[[ Record excerpts open ]]

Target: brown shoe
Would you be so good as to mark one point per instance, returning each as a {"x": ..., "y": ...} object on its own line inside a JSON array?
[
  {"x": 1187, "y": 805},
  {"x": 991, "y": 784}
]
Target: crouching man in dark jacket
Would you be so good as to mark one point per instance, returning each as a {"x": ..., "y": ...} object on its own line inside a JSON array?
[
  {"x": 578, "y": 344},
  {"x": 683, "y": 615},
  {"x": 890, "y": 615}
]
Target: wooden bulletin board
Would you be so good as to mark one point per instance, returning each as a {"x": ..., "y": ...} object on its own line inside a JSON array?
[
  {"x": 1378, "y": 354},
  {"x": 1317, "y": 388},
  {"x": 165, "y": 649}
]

[[ Record excerpts closed ]]

> _Activity_:
Exactly as they stand above, write out the entries.

> _Finished task_:
Target: brown shoe
Would you be so good as to mark one point per instance, returning each as a {"x": ..., "y": ...} object on its own line inside a JSON array?
[
  {"x": 1187, "y": 805},
  {"x": 991, "y": 784}
]
Target: crouching man in dark jacket
Would you be so good as to mark one point per instance, returning each as a {"x": ..., "y": ...} object on its own line inside a JSON array?
[
  {"x": 578, "y": 344},
  {"x": 683, "y": 615},
  {"x": 890, "y": 615}
]
Target: wooden bulletin board
Would you be so good as to mark one point per instance, returning each as a {"x": ..., "y": ...} object on its own line inside a JSON array?
[
  {"x": 1378, "y": 354},
  {"x": 1317, "y": 388},
  {"x": 165, "y": 649}
]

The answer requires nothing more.